Page text:
The company's highest store concentration is in the northern states, with Uttar Pradesh (63), Punjab (59), Rajasthan (59), and Haryana (47) accounting for its densest retail footprint. National Chain Store partnerships include Shoppers Stop, Pantaloons, Reliance Trends, Lifestyle, LuLu, Globus, and Tata CLiQ Fashion, among others.

In addition to its physical retail presence, Monte Carlo sells through major e-commerce platforms including Amazon, Flipkart, Myntra, Ajio, Snapdeal, and Paytm, as well as through its own branded websites for the Monte Carlo and Rock.it labels. The company has also expanded into quick commerce, partnering with Blinkit, Swiggy Instamart, and Zepto for 30-minute deliveries.

== Manufacturing ==
Monte Carlo operates two manufacturing facilities in Ludhiana, Punjab. An in-house team of over 26 designers creates more than 900 fresh styles every month. The manufacturing units utilize fully automated, specialized machinery and whole garment manufacturing technology to ensure precision and seamless fit.

== Financials ==
Monte Carlo Fashions Limited reported revenue of INR 1,490 Mn for Q1-FY27. Operating EBITDA stood at INR 129 Mn, with an EBITDA margin of 8.66%. Profit after tax (PAT) for FY26 was INR 235 Mn, with a PAT margin of 15.77%.

Entries shown:
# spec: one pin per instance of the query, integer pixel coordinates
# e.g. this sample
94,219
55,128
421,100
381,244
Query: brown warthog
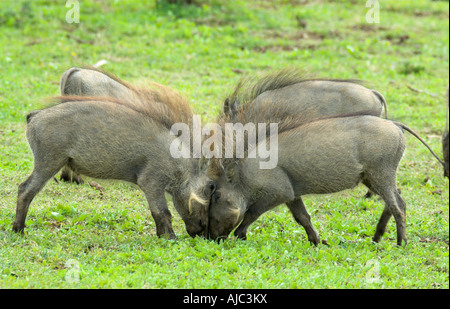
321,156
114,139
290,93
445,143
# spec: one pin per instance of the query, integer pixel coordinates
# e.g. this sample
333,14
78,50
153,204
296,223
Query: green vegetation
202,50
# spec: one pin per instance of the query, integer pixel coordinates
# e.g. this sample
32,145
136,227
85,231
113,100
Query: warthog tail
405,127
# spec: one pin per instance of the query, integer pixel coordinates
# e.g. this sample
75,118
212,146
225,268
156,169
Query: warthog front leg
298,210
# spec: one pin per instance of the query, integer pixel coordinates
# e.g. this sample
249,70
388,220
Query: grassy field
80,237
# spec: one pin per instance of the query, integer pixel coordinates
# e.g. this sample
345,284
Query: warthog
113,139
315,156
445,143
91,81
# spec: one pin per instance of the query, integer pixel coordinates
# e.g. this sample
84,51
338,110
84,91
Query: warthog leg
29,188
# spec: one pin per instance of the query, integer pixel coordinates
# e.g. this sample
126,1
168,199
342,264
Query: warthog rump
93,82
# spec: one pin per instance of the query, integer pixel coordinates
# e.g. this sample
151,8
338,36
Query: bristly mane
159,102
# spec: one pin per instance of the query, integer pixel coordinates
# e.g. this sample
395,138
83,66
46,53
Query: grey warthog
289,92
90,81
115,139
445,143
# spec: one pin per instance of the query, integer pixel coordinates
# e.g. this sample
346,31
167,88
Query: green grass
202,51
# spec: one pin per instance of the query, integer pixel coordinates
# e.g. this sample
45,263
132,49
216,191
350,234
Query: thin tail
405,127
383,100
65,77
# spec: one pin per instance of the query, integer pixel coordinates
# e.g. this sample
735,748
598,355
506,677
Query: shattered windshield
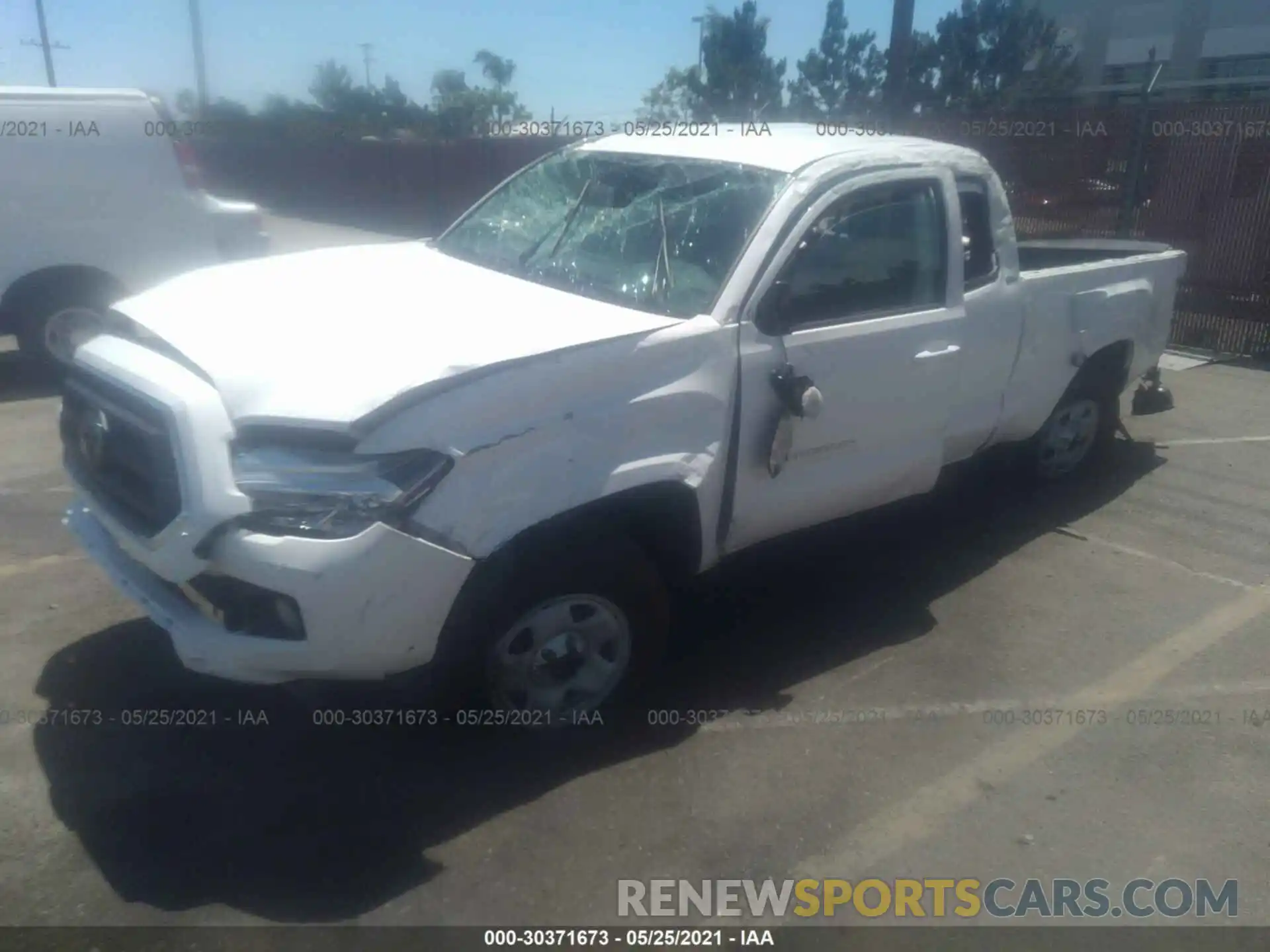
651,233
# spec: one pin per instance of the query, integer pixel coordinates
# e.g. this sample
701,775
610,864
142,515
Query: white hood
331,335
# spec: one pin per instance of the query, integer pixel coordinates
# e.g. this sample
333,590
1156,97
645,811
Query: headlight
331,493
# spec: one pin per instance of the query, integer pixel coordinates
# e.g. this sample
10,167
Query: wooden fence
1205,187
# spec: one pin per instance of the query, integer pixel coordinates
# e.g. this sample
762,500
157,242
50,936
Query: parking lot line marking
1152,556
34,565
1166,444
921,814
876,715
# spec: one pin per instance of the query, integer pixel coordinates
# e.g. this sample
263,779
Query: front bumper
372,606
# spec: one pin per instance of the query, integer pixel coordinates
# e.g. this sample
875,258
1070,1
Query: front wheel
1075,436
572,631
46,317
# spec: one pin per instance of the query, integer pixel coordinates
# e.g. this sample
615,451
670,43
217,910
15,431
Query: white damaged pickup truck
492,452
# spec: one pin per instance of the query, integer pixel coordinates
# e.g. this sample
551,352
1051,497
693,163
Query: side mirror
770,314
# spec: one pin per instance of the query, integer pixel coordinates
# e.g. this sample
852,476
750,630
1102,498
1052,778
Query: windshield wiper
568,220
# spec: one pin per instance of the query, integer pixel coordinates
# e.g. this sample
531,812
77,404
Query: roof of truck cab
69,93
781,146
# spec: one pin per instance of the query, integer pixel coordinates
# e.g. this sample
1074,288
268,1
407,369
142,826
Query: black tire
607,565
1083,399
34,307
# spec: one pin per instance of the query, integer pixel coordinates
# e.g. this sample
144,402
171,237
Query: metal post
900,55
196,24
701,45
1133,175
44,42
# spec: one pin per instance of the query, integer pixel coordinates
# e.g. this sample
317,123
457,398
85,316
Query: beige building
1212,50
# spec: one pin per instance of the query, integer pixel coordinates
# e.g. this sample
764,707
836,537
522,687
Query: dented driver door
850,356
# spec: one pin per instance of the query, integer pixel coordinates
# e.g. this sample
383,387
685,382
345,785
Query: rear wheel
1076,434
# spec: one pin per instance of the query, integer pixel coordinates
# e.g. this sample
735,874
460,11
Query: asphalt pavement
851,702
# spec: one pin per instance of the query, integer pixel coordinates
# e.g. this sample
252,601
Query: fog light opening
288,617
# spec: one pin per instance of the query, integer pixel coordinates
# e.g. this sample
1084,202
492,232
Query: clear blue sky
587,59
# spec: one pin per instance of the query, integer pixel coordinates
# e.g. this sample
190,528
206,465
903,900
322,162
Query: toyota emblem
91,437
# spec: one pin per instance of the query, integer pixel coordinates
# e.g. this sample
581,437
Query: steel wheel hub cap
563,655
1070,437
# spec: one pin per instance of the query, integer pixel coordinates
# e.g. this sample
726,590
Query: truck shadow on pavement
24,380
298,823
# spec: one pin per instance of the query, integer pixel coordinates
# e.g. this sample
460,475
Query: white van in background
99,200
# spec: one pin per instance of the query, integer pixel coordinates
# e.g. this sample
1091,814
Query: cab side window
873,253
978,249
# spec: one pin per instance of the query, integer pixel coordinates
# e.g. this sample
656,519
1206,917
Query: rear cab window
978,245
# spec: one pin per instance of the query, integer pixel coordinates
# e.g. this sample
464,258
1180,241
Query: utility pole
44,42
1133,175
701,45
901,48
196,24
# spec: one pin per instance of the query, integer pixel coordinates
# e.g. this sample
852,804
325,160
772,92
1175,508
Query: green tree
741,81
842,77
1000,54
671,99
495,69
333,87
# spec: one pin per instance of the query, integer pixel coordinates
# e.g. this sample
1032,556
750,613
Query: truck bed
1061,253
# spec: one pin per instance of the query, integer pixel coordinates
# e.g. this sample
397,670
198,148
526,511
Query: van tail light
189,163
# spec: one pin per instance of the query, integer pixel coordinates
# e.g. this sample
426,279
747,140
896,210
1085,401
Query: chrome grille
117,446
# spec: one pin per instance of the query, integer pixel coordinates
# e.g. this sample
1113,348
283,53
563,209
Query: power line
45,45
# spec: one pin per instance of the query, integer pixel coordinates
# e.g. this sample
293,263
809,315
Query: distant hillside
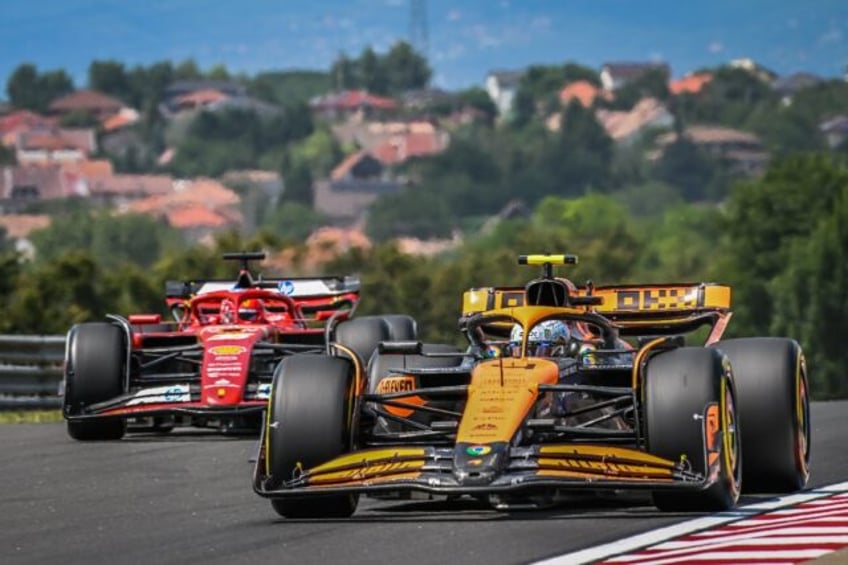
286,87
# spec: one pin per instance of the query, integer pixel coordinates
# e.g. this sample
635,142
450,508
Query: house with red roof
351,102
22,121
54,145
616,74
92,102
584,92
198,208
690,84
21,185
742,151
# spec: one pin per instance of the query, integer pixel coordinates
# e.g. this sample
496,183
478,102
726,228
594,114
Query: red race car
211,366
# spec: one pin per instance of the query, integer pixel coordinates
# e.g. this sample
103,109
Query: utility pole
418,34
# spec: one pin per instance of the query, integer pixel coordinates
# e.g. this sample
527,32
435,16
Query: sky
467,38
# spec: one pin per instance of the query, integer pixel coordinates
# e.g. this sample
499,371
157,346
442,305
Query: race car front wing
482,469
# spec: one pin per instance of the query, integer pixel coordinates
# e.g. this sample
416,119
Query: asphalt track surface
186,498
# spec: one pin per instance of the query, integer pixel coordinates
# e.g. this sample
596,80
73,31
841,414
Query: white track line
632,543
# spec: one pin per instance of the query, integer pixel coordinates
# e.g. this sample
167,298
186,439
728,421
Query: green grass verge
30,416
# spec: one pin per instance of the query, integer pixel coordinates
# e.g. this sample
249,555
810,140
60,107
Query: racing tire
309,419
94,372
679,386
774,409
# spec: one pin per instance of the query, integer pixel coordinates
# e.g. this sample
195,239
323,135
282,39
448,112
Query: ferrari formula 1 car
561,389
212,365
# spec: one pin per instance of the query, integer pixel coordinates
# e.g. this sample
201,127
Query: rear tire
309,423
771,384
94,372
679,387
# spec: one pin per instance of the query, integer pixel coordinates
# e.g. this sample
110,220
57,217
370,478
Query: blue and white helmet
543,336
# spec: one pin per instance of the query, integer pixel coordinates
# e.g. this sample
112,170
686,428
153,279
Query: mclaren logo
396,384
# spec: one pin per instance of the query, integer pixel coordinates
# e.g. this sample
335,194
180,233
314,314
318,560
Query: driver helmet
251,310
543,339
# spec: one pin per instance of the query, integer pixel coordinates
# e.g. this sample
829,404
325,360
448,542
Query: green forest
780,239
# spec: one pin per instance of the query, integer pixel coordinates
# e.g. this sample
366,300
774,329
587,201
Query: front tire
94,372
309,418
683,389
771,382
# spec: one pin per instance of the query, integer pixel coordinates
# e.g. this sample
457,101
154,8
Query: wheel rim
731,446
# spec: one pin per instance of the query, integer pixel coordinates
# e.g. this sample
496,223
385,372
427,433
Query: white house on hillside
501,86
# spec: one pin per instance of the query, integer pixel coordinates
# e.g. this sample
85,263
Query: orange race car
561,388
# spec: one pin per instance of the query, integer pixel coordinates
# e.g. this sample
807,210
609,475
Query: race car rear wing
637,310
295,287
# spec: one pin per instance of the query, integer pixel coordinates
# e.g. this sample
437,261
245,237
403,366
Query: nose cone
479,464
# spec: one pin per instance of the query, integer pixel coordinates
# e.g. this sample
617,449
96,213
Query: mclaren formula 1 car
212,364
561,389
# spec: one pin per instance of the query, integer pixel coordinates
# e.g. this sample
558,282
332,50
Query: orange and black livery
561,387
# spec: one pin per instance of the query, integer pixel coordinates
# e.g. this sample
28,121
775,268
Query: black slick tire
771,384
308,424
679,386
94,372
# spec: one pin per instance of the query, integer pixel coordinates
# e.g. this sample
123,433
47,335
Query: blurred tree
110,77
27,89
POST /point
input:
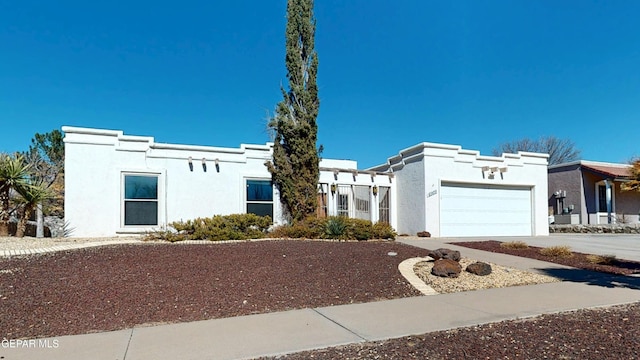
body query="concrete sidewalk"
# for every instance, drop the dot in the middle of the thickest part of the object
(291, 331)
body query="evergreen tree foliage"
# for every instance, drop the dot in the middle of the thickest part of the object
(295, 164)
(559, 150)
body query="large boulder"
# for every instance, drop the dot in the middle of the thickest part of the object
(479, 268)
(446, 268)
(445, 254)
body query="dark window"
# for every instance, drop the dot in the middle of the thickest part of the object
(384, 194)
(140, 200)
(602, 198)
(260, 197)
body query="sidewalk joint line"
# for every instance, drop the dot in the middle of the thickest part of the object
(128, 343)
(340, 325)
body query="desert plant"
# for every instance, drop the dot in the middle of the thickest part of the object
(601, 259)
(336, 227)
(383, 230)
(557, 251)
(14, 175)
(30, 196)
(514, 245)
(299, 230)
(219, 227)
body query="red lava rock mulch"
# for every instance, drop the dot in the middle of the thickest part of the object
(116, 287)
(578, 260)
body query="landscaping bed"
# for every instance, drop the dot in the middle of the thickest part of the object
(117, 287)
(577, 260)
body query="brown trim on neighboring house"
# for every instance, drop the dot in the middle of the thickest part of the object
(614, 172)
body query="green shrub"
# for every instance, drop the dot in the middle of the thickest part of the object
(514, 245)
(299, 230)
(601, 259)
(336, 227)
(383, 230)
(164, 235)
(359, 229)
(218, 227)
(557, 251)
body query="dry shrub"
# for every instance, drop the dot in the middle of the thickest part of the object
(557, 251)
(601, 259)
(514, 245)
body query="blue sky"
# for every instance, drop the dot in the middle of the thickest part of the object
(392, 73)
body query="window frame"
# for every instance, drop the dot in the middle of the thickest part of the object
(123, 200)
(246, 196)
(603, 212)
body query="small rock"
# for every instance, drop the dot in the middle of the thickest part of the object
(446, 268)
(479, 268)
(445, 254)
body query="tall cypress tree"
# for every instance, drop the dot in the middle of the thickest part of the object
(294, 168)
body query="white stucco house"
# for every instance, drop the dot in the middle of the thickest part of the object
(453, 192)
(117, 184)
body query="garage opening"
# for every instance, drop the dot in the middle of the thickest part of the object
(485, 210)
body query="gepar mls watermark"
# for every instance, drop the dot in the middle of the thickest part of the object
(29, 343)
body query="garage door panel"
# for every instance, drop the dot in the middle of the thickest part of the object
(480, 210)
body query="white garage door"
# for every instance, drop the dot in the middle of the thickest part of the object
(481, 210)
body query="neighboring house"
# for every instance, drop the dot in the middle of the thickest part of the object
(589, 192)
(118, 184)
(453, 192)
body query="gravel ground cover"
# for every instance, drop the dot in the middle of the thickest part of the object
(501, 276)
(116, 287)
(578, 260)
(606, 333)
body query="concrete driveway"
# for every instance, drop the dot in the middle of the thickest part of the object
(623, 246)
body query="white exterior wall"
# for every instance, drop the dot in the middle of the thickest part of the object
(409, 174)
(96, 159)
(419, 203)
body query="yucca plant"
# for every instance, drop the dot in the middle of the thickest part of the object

What this task involves:
Quote the Monte Carlo company text above in full, word for word.

Solution to this task:
The company's highest store concentration is in the northern states, with Uttar Pradesh (63), Punjab (59), Rajasthan (59), and Haryana (47) accounting for its densest retail footprint. National Chain Store partnerships include Shoppers Stop, Pantaloons, Reliance Trends, Lifestyle, LuLu, Globus, and Tata CLiQ Fashion, among others.

In addition to its physical retail presence, Monte Carlo sells through major e-commerce platforms including Amazon, Flipkart, Myntra, Ajio, Snapdeal, and Paytm, as well as through its own branded websites for the Monte Carlo and Rock.it labels. The company has also expanded into quick commerce, partnering with Blinkit, Swiggy Instamart, and Zepto for 30-minute deliveries.

== Manufacturing ==
Monte Carlo operates two manufacturing facilities in Ludhiana, Punjab. An in-house team of over 26 designers creates more than 900 fresh styles every month. The manufacturing units utilize fully automated, specialized machinery and whole garment manufacturing technology to ensure precision and seamless fit.

== Financials ==
Monte Carlo Fashions Limited reported revenue of INR 1,490 Mn for Q1-FY27. Operating EBITDA stood at INR 129 Mn, with an EBITDA margin of 8.66%. Profit after tax (PAT) for FY26 was INR 235 Mn, with a PAT margin of 15.77%.